__Source document__:
--------------------------------

"Motor disabilities, including paralysis, Parkinson's, and trauma-induced limb loss, afflict millions worldwide, impeding independence and quality of life. Veterans, comprising over 4 million with service-related disabilities, face disproportionate challenges, underscoring the urgent need for innovative solutions.“
Our project leverages AI, mechanical actuators, and wearable prosthetics to emulate natural human locomotion, addressing motor disabilities such as paralysis and limb loss. By seamlessly integrating this advanced technology, we aim to empower individuals to regain independence and mobility, revolutionizing assistive technologies.“
Custom Body Part Exoskeletons: Tailored exoskeleton designs for specific body parts, reducing production costs and ensuring optimal fit and functionality for users' individual needs.
User-Friendly Mobile Application: An intuitive and easily accessible mobile app interface, enabling users to control and customize their exoskeletons effortlessly, fostering independence and convenience.

--------------------------------

Recorded data
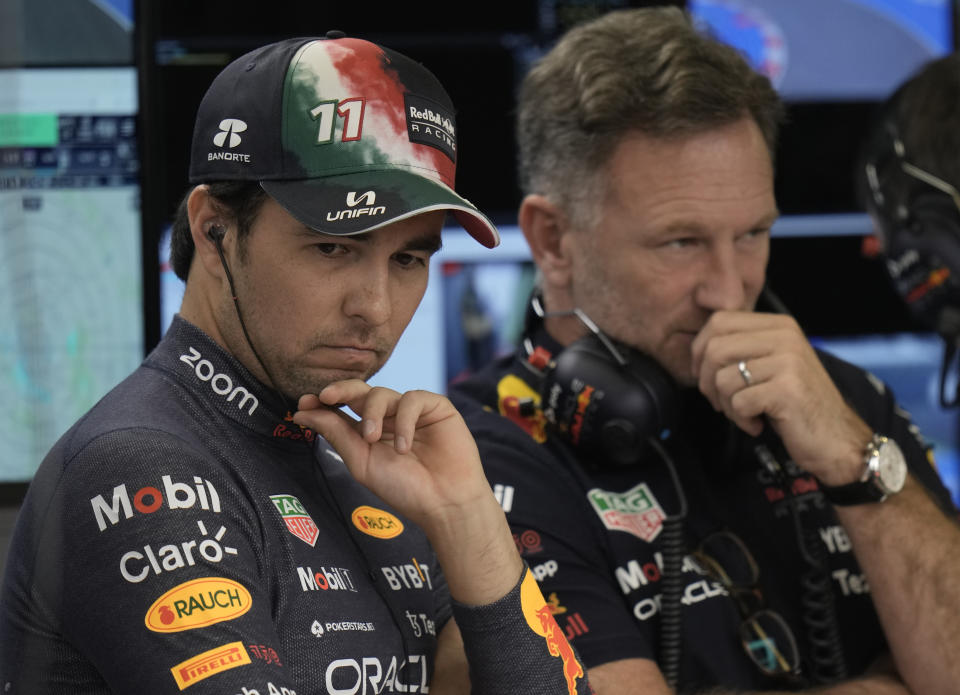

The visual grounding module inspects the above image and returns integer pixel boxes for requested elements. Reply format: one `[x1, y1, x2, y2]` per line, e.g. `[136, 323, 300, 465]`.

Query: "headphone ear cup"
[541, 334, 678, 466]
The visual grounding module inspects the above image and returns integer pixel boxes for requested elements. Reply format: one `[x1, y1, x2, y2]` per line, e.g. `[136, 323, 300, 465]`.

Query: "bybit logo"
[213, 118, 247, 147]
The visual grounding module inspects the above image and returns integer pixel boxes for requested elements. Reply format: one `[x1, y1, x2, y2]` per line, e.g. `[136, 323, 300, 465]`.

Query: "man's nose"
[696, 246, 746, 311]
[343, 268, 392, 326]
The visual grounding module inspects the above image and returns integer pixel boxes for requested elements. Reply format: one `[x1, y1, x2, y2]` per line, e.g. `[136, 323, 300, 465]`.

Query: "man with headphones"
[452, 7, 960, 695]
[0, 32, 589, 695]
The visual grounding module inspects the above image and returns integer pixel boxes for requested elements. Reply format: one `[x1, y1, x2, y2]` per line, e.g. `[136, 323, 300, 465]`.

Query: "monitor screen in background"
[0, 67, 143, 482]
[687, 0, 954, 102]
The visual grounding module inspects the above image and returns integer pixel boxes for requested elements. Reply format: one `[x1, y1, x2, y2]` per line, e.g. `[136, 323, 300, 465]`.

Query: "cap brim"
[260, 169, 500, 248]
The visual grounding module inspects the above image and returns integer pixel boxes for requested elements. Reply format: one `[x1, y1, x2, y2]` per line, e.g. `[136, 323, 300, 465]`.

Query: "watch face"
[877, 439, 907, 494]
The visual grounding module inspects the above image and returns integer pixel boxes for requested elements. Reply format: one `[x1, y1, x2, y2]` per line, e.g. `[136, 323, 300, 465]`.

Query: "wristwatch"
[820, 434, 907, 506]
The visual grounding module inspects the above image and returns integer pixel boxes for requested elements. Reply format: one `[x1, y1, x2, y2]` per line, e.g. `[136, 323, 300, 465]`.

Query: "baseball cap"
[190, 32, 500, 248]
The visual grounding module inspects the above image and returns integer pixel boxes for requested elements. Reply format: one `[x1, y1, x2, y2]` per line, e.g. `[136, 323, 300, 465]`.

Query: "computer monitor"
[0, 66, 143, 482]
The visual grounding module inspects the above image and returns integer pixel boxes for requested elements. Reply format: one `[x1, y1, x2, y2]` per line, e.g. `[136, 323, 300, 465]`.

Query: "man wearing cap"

--------------------------------

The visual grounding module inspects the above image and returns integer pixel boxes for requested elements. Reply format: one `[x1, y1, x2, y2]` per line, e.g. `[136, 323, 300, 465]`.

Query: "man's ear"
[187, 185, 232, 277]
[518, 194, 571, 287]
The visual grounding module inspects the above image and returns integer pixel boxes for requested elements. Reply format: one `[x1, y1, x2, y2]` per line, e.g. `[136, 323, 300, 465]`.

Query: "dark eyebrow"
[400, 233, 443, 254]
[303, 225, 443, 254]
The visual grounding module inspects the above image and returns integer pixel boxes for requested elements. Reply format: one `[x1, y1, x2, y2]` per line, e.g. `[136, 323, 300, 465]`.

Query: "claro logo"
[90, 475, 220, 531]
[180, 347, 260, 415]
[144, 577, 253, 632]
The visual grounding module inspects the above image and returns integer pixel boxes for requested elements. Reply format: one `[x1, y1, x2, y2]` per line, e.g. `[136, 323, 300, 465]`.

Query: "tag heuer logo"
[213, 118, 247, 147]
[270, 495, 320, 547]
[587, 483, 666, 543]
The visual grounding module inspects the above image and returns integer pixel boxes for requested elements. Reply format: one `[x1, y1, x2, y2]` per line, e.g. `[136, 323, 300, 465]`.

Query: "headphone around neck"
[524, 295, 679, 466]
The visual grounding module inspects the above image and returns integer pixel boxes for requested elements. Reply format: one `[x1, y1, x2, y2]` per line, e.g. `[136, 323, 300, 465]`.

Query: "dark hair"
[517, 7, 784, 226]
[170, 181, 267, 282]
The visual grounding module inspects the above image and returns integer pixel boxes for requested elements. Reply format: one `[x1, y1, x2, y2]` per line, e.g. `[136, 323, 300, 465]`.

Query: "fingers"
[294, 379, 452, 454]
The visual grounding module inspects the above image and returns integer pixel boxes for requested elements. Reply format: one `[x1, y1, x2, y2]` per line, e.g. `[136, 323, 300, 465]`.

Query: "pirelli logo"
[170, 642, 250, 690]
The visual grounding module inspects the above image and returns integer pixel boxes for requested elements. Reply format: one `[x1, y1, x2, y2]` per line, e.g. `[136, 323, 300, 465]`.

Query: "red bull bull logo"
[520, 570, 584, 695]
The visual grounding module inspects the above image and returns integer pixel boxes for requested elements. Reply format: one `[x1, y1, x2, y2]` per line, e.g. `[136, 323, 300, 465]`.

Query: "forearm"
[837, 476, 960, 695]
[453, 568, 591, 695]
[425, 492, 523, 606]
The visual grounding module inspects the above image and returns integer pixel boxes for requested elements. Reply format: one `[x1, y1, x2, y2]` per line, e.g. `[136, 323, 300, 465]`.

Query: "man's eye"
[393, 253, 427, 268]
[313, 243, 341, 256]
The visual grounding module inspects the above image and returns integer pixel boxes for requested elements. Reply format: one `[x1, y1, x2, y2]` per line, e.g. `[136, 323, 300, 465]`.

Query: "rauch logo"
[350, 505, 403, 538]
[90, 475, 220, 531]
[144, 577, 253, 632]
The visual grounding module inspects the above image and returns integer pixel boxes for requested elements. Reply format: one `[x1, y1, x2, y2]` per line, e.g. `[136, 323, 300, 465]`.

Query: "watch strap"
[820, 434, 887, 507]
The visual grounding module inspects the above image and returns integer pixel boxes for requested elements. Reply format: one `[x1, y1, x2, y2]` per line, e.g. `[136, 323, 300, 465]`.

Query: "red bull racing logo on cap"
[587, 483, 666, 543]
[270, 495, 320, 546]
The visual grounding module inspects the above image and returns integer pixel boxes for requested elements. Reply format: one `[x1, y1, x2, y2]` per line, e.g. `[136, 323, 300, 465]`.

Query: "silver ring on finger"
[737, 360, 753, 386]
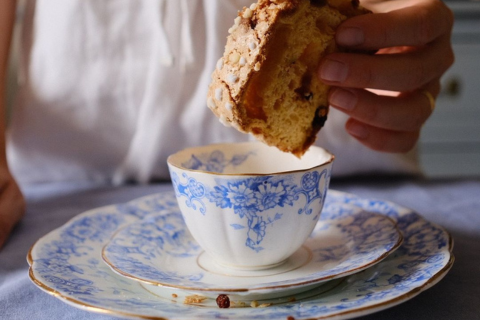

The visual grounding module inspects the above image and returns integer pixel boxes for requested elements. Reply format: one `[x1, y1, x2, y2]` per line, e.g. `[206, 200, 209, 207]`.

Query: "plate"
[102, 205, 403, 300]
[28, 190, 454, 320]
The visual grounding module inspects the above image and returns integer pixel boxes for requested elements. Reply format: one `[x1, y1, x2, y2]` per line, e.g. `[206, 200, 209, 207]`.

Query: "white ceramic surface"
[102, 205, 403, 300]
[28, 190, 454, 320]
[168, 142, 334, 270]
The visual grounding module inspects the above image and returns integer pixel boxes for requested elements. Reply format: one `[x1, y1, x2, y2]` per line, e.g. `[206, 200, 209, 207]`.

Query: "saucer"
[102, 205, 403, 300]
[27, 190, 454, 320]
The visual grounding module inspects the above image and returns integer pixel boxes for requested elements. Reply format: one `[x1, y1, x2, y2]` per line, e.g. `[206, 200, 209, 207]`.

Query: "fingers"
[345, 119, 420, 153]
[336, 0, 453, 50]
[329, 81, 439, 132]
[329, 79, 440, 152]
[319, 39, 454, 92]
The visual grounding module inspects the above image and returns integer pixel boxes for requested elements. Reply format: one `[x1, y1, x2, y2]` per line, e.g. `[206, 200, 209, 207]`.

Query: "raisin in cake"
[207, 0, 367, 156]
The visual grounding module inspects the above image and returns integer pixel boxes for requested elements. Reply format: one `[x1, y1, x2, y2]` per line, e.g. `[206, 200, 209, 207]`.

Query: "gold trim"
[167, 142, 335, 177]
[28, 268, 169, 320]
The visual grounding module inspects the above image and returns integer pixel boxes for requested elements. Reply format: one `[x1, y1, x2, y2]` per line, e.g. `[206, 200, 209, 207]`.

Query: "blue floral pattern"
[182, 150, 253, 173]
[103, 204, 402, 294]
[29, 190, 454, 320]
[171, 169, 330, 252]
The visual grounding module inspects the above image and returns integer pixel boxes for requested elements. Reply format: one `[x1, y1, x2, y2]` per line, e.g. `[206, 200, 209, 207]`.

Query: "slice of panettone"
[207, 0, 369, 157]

--------------------------------

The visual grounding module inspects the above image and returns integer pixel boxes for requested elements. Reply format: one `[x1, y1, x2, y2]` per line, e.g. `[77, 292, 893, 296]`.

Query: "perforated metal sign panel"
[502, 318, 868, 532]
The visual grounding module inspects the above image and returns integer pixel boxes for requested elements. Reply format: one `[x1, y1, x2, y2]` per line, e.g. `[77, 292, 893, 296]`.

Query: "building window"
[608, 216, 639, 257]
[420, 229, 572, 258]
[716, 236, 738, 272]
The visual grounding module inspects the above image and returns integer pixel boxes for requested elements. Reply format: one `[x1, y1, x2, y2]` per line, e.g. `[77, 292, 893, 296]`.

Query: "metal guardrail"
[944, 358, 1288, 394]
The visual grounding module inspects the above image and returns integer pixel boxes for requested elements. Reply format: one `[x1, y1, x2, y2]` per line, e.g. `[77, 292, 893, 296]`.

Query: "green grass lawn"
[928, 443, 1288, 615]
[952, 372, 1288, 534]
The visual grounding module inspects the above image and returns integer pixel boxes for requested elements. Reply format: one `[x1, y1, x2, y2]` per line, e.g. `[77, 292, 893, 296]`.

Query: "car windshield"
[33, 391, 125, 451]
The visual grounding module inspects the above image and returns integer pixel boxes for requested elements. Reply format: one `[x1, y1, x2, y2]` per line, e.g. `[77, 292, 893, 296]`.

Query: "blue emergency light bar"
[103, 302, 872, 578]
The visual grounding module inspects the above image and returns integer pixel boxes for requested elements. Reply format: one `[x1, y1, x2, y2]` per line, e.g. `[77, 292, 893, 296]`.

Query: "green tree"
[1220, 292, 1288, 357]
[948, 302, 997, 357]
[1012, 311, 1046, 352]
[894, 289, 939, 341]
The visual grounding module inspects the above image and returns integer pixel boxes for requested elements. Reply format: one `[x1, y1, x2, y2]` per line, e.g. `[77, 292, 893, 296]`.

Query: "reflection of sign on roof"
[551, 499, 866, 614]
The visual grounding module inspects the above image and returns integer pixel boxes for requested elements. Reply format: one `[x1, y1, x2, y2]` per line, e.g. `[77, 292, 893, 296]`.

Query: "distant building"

--------------------------------

__Explore the material__:
1. Output the stretch of the exoskeleton project description from "User-Friendly Mobile Application: An" through "independence and convenience.", copied word for word.
2. List every technology that the exoskeleton project description says the project leverages.

__Responses by item number__:
1.
User-Friendly Mobile Application: An intuitive and easily accessible mobile app interface, enabling users to control and customize their exoskeletons effortlessly, fostering independence and convenience.

2.
AI
Mechanical actuators
Wearable prosthetics